** BEGIN Source records **
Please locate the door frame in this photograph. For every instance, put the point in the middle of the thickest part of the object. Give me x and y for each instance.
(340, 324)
** END Source records **
** BEGIN Source records **
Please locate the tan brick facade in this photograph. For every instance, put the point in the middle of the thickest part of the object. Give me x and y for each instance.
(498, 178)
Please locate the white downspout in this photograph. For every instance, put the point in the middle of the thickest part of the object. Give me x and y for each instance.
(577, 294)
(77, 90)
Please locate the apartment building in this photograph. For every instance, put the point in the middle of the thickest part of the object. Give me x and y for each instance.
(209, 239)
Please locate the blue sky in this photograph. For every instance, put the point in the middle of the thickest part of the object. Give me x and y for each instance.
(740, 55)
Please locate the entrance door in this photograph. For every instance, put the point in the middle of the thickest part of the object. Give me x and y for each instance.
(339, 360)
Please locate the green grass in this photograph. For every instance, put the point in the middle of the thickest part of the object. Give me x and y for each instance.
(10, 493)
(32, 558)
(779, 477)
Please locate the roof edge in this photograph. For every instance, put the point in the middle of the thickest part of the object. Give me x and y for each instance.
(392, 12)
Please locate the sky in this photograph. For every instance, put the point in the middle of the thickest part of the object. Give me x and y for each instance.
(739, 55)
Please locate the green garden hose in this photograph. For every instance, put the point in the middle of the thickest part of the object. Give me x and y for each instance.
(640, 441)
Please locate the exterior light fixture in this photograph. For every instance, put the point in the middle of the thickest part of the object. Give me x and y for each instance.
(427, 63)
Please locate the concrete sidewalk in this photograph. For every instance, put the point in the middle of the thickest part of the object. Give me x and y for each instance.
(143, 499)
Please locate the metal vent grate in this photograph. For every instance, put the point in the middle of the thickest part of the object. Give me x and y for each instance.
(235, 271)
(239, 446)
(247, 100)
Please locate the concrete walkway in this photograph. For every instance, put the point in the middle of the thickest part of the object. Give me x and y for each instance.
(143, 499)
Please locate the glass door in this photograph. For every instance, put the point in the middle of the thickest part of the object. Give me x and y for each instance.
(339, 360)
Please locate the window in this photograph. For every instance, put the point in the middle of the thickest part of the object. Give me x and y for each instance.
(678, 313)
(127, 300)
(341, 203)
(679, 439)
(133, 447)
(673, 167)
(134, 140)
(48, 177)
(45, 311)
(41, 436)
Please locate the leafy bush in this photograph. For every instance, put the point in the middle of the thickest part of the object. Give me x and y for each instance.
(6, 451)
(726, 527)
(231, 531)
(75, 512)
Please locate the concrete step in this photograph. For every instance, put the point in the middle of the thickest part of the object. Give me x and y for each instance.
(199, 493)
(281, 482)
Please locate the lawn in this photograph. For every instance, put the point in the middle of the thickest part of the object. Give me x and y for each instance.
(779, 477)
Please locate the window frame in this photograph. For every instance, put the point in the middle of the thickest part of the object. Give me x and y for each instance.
** END Source records **
** BEGIN Source records **
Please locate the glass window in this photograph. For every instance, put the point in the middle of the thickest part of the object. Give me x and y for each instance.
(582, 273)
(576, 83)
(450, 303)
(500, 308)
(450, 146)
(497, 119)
** END Source records **
* **What is required**
Could you write out the items above as a numbered list, starting with the line containing "Please locate the concrete step" and ending with the line containing "Please locate the window frame", both included, and skipping any blank lines?

* **Response to this exercise**
1. Please locate the concrete step in this photograph. For every instance, put the point in the middle of the thickest part of the object. Give me x and y for each instance.
2. (199, 493)
3. (281, 482)
4. Please locate the lawn in this photograph. For every instance, put the point in the middle of the thickest part of the object. Give me x and y for each instance.
5. (779, 477)
6. Please locate the window frame in this photograph. For every instance, put the point in the middle of the thickest part of the object. Give me x and y for each instance.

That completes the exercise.